··· EXERCISE INPUT ···

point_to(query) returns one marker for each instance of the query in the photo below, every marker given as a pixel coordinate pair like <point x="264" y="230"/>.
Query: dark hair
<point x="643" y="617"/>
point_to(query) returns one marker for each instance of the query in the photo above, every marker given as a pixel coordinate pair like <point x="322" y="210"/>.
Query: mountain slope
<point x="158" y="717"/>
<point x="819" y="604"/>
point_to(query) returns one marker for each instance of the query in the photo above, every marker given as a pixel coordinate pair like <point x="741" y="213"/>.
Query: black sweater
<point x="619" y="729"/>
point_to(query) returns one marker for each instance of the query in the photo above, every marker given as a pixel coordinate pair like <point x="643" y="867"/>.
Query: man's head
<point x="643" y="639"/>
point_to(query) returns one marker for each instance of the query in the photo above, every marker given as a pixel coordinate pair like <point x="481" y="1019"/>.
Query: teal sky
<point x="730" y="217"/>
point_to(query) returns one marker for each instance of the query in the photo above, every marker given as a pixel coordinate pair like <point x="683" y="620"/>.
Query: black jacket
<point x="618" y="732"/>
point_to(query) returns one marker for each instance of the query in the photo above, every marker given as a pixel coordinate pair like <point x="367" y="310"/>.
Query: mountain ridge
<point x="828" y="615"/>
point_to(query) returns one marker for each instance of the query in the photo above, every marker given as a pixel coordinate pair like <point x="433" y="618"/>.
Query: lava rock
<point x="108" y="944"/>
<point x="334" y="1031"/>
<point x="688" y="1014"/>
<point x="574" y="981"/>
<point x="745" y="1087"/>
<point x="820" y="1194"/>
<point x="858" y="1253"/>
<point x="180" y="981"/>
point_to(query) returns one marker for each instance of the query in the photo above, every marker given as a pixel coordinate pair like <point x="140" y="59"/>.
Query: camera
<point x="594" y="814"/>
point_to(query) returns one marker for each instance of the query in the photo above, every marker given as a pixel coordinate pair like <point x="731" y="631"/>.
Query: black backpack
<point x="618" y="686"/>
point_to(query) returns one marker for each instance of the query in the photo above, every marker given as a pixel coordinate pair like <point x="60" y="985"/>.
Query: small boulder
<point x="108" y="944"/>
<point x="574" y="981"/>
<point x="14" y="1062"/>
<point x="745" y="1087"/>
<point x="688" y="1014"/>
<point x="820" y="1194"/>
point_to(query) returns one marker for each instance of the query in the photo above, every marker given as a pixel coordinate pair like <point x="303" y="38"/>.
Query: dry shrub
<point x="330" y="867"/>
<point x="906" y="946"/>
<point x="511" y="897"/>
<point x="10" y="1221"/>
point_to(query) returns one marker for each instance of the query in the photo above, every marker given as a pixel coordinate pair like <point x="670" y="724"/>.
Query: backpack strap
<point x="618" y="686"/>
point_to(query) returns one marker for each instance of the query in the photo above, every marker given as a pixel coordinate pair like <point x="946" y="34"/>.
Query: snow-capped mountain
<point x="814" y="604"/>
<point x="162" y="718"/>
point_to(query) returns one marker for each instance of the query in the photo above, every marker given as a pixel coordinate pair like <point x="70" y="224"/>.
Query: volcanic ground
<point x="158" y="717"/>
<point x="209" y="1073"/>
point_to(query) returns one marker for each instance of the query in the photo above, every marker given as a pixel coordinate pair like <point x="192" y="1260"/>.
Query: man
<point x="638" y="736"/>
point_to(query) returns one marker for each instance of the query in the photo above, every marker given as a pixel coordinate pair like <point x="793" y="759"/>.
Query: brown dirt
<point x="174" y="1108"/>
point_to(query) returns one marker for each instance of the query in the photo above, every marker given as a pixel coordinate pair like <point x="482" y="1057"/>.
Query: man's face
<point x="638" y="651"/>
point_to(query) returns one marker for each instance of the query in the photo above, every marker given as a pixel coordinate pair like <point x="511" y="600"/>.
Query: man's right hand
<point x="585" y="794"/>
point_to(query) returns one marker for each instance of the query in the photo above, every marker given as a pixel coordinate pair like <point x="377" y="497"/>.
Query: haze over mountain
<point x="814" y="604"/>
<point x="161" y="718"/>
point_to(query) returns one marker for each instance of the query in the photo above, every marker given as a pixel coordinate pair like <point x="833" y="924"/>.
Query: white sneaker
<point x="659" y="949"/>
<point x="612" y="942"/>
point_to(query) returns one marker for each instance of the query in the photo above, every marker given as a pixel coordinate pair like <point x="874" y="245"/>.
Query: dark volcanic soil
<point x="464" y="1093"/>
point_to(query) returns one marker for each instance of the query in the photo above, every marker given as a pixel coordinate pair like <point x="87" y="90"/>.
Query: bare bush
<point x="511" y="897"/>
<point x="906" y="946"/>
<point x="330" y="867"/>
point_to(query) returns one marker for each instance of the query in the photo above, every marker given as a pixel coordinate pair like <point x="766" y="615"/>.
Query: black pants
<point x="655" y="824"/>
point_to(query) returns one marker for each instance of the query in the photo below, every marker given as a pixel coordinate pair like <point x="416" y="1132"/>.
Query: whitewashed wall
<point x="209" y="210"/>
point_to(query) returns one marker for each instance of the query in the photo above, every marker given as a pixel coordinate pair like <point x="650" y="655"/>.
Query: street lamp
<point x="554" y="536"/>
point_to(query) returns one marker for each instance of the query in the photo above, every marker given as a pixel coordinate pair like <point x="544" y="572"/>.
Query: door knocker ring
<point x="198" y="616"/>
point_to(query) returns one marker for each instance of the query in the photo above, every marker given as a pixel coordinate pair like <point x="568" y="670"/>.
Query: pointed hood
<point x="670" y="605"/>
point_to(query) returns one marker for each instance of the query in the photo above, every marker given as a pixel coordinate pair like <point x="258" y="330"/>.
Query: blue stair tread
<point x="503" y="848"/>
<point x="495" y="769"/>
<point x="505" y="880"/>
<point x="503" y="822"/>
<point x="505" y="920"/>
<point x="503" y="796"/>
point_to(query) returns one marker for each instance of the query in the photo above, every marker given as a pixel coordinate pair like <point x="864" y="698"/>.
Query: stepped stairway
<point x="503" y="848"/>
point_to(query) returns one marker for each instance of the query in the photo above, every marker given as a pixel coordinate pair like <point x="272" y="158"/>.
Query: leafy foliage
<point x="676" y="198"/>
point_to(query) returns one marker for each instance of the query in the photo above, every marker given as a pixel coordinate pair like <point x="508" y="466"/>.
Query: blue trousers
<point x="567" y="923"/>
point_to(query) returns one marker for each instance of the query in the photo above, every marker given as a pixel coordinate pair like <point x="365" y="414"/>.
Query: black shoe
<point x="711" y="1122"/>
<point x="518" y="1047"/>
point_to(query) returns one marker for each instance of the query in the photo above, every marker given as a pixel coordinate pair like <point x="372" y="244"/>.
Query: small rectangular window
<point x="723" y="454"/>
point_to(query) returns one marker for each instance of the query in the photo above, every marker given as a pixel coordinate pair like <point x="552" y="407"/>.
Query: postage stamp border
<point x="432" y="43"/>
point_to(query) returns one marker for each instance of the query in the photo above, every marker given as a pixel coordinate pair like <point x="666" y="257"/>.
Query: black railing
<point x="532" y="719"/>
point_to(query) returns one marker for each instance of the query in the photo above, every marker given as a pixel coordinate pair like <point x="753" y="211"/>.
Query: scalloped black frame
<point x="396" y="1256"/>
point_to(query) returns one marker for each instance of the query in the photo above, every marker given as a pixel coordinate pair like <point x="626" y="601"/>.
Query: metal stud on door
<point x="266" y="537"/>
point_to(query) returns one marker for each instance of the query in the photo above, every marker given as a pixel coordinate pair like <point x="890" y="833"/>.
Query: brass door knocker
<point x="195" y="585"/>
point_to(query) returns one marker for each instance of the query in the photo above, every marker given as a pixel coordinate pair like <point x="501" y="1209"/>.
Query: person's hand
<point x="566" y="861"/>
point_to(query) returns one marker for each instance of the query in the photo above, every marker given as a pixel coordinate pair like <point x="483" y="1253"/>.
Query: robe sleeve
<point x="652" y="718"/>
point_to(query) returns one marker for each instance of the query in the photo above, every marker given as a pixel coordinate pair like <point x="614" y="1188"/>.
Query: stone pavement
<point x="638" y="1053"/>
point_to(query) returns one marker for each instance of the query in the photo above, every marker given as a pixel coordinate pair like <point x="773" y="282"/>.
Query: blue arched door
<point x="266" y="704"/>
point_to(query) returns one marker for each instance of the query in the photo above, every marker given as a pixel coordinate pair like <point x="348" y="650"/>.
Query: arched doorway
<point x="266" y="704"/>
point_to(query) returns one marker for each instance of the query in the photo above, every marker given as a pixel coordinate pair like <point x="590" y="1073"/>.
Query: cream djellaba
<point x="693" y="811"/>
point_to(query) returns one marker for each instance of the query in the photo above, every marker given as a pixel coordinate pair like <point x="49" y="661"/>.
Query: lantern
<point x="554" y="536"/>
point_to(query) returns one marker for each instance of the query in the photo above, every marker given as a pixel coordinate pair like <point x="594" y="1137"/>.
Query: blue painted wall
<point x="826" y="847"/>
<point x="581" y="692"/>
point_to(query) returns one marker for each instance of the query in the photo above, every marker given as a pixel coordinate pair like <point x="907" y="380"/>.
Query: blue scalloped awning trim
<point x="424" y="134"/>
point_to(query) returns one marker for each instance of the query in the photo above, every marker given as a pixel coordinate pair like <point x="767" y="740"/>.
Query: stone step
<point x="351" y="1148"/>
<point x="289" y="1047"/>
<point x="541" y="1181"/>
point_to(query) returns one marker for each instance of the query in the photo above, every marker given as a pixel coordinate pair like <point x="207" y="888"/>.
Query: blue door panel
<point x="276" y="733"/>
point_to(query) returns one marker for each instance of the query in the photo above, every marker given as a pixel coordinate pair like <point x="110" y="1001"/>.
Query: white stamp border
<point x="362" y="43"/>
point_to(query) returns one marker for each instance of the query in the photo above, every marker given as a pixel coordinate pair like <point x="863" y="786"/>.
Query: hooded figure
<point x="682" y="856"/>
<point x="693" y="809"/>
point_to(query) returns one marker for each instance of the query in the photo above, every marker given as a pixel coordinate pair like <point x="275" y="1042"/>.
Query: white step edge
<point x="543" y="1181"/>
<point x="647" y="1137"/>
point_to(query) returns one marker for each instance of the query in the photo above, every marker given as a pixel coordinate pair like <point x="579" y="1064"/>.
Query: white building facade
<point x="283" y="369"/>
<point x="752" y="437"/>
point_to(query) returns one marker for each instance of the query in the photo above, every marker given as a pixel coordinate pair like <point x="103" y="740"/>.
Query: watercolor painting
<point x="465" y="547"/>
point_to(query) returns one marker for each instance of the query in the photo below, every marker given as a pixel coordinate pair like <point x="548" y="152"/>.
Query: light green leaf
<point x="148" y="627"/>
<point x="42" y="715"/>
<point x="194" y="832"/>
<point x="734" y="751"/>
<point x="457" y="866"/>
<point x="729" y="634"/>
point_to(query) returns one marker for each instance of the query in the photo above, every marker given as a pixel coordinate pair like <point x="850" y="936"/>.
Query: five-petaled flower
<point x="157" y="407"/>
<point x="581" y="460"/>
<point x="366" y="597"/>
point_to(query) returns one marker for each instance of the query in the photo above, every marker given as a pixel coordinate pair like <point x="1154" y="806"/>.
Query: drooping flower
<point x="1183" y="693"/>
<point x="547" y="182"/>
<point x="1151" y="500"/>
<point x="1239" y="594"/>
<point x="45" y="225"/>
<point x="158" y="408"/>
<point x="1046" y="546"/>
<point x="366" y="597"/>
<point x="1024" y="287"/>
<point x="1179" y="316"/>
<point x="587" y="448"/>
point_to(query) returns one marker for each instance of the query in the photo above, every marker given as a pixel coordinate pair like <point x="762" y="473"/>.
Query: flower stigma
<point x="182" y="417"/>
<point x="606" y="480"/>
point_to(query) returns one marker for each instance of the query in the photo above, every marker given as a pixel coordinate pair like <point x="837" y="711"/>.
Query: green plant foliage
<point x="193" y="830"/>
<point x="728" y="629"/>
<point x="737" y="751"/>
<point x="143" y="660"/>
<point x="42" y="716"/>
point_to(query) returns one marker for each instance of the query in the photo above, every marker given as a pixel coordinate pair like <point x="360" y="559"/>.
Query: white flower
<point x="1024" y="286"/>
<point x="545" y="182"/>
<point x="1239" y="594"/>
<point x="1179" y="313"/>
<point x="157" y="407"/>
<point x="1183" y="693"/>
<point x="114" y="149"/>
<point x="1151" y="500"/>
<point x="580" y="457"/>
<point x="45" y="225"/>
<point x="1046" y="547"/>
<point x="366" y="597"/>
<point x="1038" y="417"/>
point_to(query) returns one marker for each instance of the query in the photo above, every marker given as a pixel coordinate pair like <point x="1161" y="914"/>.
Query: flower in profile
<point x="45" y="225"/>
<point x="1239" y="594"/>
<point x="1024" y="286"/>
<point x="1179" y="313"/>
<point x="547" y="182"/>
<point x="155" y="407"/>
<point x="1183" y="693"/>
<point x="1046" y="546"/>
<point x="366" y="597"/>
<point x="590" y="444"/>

···

(WORK TASK):
Show all lines from the data above in which the word "below" appears.

(TASK RESPONSE):
point_to(query) returns one marker for each instance of the query in the photo below, every marker given as a pixel coordinate pair like <point x="264" y="230"/>.
point_to(query) returns one marker for each instance of the query in the photo below, every marker given as a pixel coordinate pair like <point x="416" y="1132"/>.
point_to(query) returns one marker for each instance of the query in the photo below, every marker given as a pixel coordinate pair like <point x="548" y="152"/>.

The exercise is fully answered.